Monday, March 30, 2009

My new boy under consideration

This past Saturday, I had a date with a cute boy from nearby, who is interested in power-exchange relationships. We met at the train station and explored a neighborhood of Boston for about an hour before we went to eat. We then had a nice lunch and bonded over the food. After that, we went to a coffee shop where we sat for a while and talked about what a power-exchange relationship between us would be like, including my expectations of behavior. We immediately started with some basic things, such as him addressing me as "Sir," sitting with his hands on his lap and eyes downward, and occasionally holding hands.

After the coffee shop, I took him to a nearby sex shop, where he showed me some toys he liked: nipple clamps, two butt toys, and a Gates of Hell. All of those seem nice to me. Then, I went to the front desk, got some collars, and took the boy into the dressing room to try them on. I had him take off his shirt and face the mirror, while I put them on him, one after the other. As I did, I would also caress his body and play with his nipples. When I put the last one on him, I had him get on his knees, where I kissed him and did other stuff (within the constraints of the situation, obviously). From there, we did some more walking, and I got to show him some more of that area of Boston. Finally, I took him back to the train station, where we sat and cuddled while waiting for his train to come. During that evening, we had agreed that he was going to be "under consideration", so I was very much looking forward to beginning the process.

Yesterday, I sent him a list of instructions to get him started in his role as my boy, which I will repost here:
Boy, here are your initial instructions for transitioning into this new role, many of which will turn out useful for you regardless of what happens with us. They are as follows:
  1. Please make a list of the times each day of the week when you'd most likely be available to talk on the phone or chat online. This is so that I can arrange for us to have at least some length of time to talk with each other's undivided attention.
  2. If you do not already have one, choose a kinky screen name. Your current one is all right, but it is linked to your particular physical location, which means it would be confusing if you were to move. Thus, you need one that can be carried anywhere. For example, mine ("HeartExalted") will be applicable no matter where I am living. I can use it for the rest of my life. :-) Come up with some ideas, and we will go through them together. When we have chosen one for you, I will show you how you will use it.

[Pointing dataset excerpts]
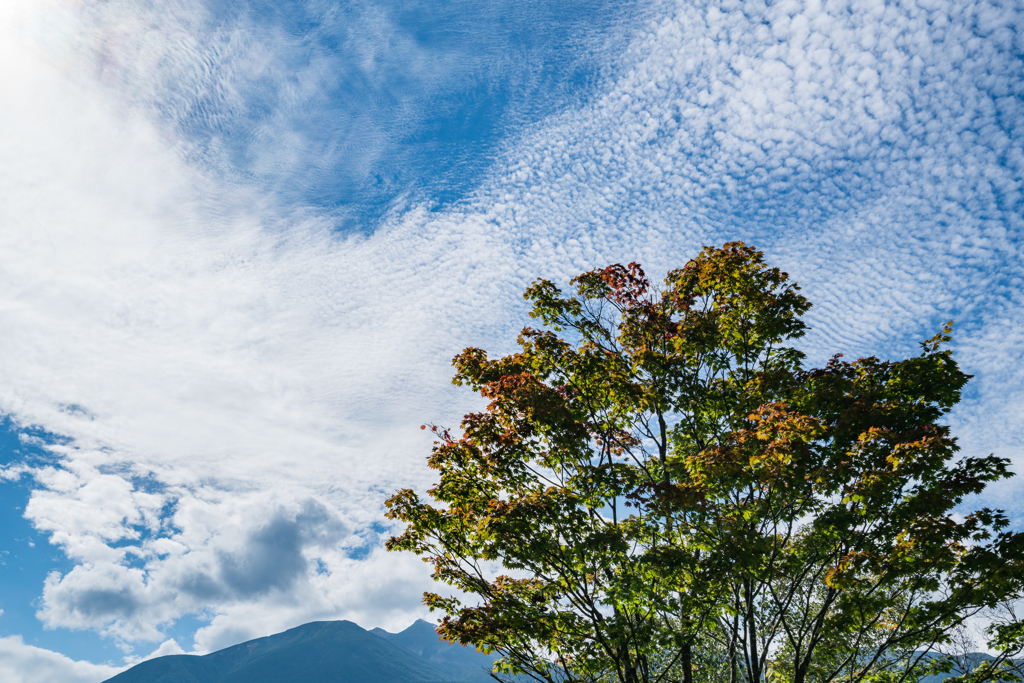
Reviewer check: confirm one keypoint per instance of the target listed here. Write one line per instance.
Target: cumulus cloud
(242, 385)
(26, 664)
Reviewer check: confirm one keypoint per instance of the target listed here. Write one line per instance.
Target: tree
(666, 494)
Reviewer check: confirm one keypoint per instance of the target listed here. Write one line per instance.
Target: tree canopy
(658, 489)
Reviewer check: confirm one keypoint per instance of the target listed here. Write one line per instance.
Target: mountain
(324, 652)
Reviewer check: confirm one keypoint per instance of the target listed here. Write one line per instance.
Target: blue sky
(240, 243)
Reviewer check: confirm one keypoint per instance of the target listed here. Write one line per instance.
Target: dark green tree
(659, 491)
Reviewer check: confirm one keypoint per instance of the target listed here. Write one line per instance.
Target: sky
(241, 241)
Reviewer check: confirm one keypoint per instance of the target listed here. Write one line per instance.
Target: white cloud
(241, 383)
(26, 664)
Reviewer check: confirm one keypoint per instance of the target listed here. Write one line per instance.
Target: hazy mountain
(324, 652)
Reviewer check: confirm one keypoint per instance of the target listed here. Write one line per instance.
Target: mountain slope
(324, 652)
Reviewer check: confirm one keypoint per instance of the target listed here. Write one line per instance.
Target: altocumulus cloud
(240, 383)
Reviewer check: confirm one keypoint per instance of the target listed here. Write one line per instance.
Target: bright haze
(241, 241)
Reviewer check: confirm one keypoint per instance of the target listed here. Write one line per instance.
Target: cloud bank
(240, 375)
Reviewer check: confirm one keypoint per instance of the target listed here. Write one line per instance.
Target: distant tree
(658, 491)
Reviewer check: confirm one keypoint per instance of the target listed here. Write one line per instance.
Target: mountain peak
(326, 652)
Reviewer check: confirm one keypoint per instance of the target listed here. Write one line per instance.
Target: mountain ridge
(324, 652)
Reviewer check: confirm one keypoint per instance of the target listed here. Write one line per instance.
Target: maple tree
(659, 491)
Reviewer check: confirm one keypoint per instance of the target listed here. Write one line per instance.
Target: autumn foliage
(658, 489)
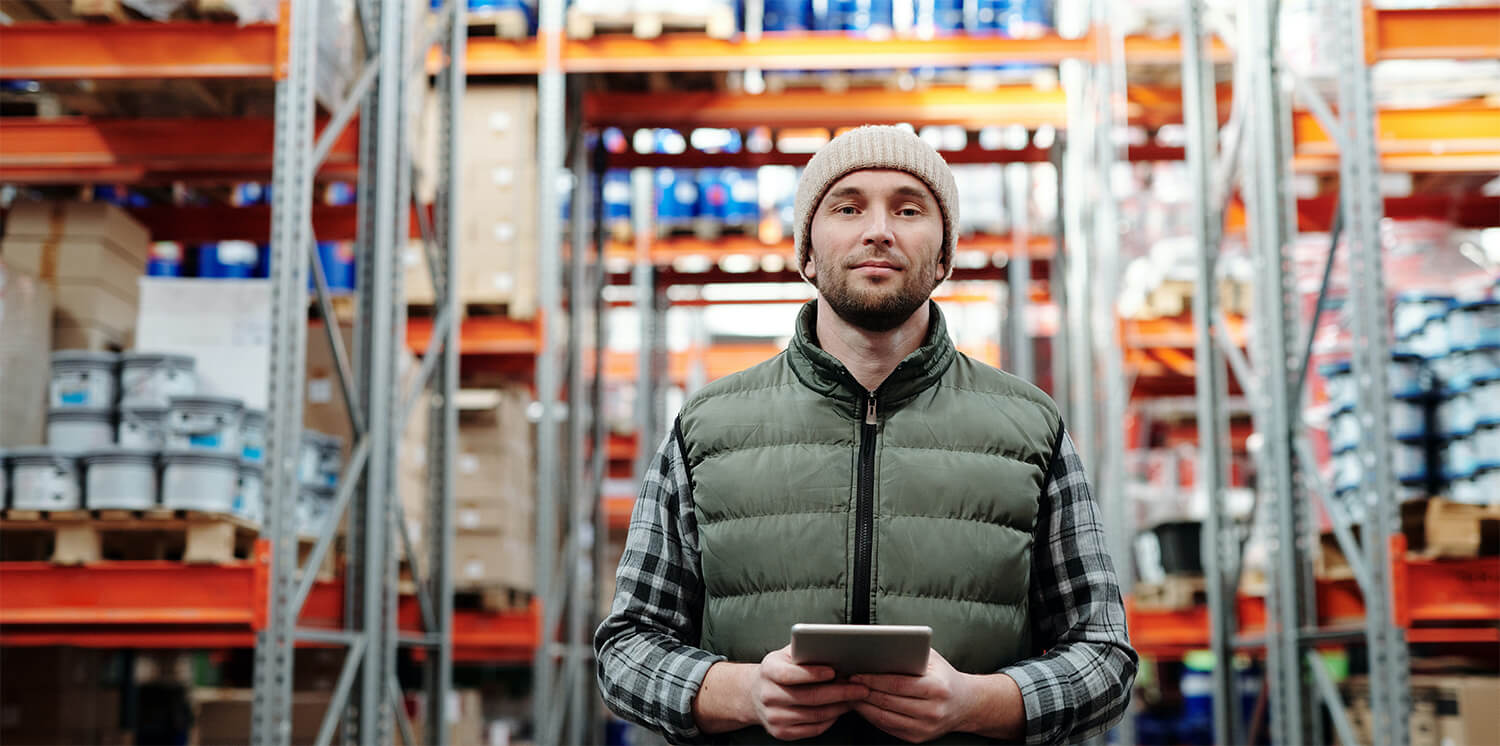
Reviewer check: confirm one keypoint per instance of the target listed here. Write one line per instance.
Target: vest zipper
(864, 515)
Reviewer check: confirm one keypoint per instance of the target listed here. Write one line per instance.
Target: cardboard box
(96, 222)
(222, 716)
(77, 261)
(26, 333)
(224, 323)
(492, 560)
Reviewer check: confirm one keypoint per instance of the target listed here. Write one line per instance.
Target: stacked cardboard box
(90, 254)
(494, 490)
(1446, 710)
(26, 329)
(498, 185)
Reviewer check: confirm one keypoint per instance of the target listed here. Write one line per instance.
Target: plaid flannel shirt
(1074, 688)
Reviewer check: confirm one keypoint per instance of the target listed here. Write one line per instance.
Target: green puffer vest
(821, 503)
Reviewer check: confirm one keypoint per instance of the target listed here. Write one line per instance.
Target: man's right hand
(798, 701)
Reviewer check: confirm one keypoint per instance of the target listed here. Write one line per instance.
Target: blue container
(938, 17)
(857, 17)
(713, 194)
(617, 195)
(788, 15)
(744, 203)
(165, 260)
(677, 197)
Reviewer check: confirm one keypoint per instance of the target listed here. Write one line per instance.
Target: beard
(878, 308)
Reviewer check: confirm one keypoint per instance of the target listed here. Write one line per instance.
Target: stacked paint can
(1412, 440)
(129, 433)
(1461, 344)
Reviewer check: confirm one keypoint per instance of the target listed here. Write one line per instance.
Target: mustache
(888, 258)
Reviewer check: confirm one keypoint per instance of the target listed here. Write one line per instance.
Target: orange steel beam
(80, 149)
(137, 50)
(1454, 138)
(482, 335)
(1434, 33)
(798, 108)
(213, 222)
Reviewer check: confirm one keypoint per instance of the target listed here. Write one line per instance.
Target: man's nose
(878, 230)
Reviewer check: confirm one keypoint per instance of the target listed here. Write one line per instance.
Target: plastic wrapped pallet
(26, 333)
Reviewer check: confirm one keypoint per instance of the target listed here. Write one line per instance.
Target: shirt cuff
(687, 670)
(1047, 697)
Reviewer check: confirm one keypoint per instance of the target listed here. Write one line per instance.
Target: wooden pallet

* * *

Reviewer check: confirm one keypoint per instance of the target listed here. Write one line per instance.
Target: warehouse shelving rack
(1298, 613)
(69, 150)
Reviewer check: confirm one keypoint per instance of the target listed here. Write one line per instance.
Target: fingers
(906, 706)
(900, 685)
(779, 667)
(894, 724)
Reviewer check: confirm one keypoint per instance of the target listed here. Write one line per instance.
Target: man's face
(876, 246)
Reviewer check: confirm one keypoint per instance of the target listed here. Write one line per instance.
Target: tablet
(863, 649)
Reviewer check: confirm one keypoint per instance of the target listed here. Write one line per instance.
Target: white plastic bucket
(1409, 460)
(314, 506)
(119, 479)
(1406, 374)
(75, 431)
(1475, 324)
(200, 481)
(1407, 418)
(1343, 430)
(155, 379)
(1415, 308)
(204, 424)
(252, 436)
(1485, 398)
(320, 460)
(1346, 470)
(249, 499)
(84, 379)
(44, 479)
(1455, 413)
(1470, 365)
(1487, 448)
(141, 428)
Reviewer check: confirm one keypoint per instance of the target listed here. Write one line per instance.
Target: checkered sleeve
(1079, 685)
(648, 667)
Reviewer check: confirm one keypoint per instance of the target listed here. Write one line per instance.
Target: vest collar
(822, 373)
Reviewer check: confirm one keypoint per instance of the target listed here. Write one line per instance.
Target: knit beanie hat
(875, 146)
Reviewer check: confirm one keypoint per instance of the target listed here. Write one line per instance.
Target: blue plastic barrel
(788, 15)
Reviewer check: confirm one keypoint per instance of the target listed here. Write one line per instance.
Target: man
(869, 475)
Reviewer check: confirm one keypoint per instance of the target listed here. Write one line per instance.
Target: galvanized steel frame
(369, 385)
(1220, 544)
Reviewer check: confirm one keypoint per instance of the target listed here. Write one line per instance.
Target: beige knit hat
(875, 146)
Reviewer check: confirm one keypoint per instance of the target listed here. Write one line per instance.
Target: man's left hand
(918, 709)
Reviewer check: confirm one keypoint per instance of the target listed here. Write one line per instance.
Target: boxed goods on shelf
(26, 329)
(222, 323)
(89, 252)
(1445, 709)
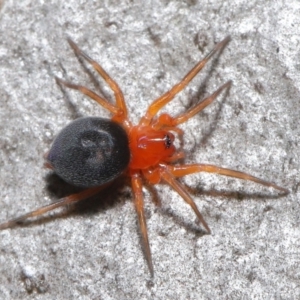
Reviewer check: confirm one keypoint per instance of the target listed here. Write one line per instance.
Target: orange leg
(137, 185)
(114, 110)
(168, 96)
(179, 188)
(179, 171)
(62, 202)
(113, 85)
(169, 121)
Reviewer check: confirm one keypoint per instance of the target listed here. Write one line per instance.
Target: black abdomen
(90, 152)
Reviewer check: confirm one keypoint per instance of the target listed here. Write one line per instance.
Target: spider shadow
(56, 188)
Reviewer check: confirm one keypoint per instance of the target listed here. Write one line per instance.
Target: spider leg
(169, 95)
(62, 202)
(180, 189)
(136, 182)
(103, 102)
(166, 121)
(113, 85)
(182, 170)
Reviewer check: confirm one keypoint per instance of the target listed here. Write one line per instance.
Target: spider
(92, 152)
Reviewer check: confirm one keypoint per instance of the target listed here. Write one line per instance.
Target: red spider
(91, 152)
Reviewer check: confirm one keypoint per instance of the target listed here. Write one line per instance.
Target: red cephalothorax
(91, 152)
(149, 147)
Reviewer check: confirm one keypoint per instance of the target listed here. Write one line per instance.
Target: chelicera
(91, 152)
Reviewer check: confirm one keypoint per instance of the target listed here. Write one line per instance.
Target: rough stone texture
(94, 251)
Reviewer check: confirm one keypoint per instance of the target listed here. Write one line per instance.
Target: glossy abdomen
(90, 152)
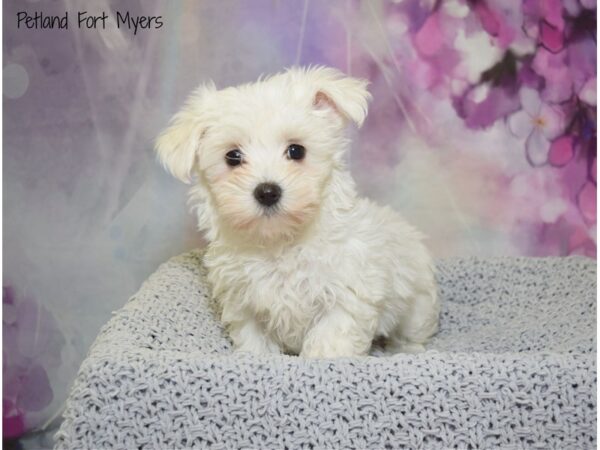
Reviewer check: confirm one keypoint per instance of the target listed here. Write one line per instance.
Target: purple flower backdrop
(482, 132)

...

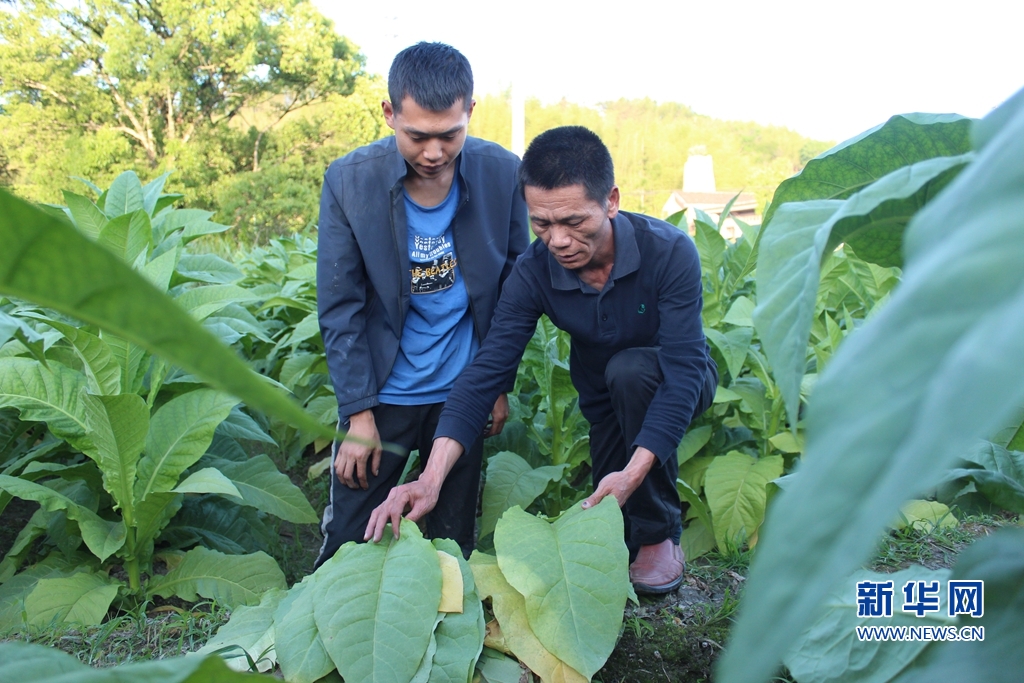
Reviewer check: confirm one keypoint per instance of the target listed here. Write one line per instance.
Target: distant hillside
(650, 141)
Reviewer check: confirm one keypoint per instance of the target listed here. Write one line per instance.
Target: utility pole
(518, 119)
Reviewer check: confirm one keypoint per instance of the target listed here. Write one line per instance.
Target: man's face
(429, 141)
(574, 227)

| Requests |
**a)** List the basic things the blog post says the two started with right away at the coffee shop.
**b)** Check each statement against the blog post. Answer yes or no for each one, and quote the words from the post that decide it.
(i) The two met at the train station.
(ii) The writer's own screen name is tied to where the writer lives.
(iii) The first instruction asks the boy to list the times he is most likely available to talk.
**c)** Pick up the blog post after its last sentence and keep writing.

| Written responses |
**a)**
- Him addressing the writer as "Sir"
- Sitting with his hands on his lap and eyes downward
- Occasionally holding hands

**b)**
(i) Yes: "We met at the train station"
(ii) No: "mine ("HeartExalted") will be applicable no matter where I am living."
(iii) Yes: "Please make a list of the times each day of the week when you'd most likely be available to talk on the phone or chat online."

**c)**
  3. You are to start moving towards having a completely smooth body. You can start out with just underarms and pubic hair, for now (and butt, if necessary)--with the understanding that you will transition to the entire body as soon as is feasible.
  4. I have created and shared with you a file on Google Documents ("boy [name]'s daily log"). Each day, you are to go to the top of the document and post what you need to accomplish for the day (and can reasonably be expected to do) and what you have accomplished. You do the first one at the start of your day and the second at the end of your day. This is so that I can keep you on track.
  5. Make a list of things that would be effective punishments for you -- that you would NOT enjoy but would not harm you physically or psychologically, either. I don't foresee having to punish you very much, if at all, but I want to be prepared nonetheless.
  6. You should address me as Sir when answering a question, saying "thank you" or "you're welcome", or asking for anything. For now, it will only be necessary on those occasions, though I may add to that list later. When we are alone, online, or on the phone, you should always follow this rule. You should also do so when we are around other kinky people. When we are in public or around non-kinky people, you should either leave it off entirely or do so in a way that's imperceptible to others.
  7. In addition, you should always use lower-case letters when referring to yourself--such as "i" or "[boy's name]". This is to make you more aware of our respective positions
  8. When we are seated together, you should sit up straight with your hands in your lap and eyes downward. (However, when we are talking, you may occasionally make eye contact with me.) When we are walking together, you should look straight forward and slightly down, with arms at your sides...unless I am holding one of your hands! :-) If I stop for whatever reason, you are to assume position indicated in this photo: http://www.frugaldomme.com/esoteric/poses/1030009.jpg If you kneel before me, you are also to use that position unless I indicate otherwise.
  9. When meeting with me, you should be well cleaned, groomed, and otherwise presentable. You should be freshly showered and your balls, butt, etc. should be lickably clean! ;-) You should also dress fairly preppy, like for church or an interview or something. (Obviously, one or both of us may be fairly overworked or stressed, so allowances will be made.)
These are just some things that will start us off, to get you into the mindset of being submissive to another man and just to start molding you in some subtle but meaningful ways. If any of these should be a problem on any level, you are to bring that to my attention. I look forward to working with you on these boy!

Best,
Braden
My ideal in writing up these instructions were to come up with things that would make me feel in control and him feel controlled, without those things being an unreasonable burden on him. In addition, these are all negotiable, and he has been explicitly instructed to tell me when anything I demand might be burdensome. I am hoping that we will be able to move even further still, in the future, once we have gotten to know each other better and gotten used to each other a lot more. Finally, I have also given him the most important instruction of all:
Though you are a subservient boy and occasional potential dog, you continue to be a dynamic and complex human being. Therefore, you are to also provide me with engaging conversation, fun and occasionally silly times, and ongoing personal and intellectual challenges.
All in all, I am really enjoying getting to know this wonderful boy and working with him. I look forward to seeing him again and engaging in some more serious play and negotiations. That, and just kissing, cuddling, and having fun! ;-)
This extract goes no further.